__Try it__.
Word for word, repeat the data that follows. Do not include the pictures.

* * * * * * *

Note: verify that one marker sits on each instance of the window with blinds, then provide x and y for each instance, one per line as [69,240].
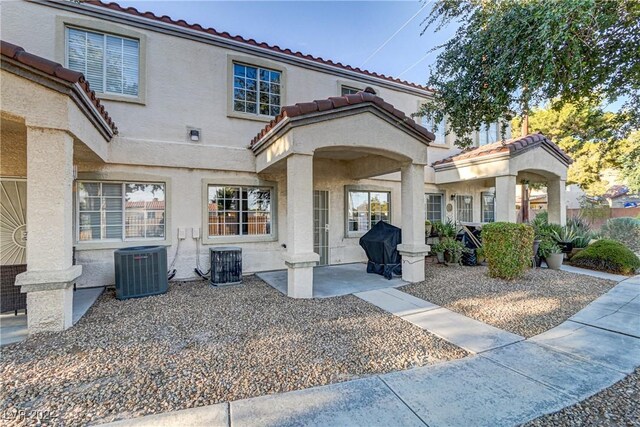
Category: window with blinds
[109,63]
[117,211]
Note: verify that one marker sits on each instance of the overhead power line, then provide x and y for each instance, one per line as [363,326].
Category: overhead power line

* * * * * * *

__Task result__.
Note: verify that one marker sits on each instance of the window with blinds, then provide x and y for each instance, one per line as [69,240].
Category: window with blinds
[109,63]
[117,211]
Note: verify that one marker sits on each instance of the overhead power line, then provide x and y for each instance, one per line as [363,326].
Category: overhead power line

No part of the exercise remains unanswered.